───── Source passage ─────

This plot shows the same raster map using a categorical variable. Elevation has been broken down into low, middle, high, and the color change corresponds the the category assigned to each grid cell.

5.5 NoData Values in Rasters

Raster data often has a NoDataValue associated with it. This is a value assigned to pixels where data are missing or no data were collected.

By default the shape of a raster is always square or rectangular. So if we have a dataset that has a shape that isn’t square or rectangular, some pixels at the edge of the raster will have \(NoDataValue's\). This often happens when the data were collected by an airplane which only flew over some part of a defined region.

In the image below, the pixels that are black have \(NoDataValue's\). The camera did not collect data in these areas.

# no data demonstration code - not being taught 
# Use stack function to read in all bands
RGB_stack <- terra::rast("images/HARV/RGB_Imagery/HARV_RGB_Ortho.tif")

─────

» Complete the following
1) Into which categories does the raster text above divide elevation?
2) According to the raster text above, how do raster edge pixels with NoData values often come about?
3) Could you rewrite the paragraph of the raster text above that begins "By default the shape of a raster" as a short list that keeps its main facts?

───── Available data ─────

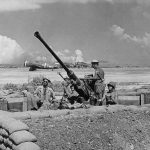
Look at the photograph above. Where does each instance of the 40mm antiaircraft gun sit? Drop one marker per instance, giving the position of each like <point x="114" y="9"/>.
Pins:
<point x="79" y="86"/>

─────

» Answers for this exercise
1) Low, middle, high

2) The data were collected by an airplane that flew over only some part of a defined region.

3)
- A raster is always square or rectangular by default.
- If a dataset's shape is not square or rectangular, some pixels at the raster's edge get NoData values.
- This often happens when an airplane collecting the data flew over only part of a defined region.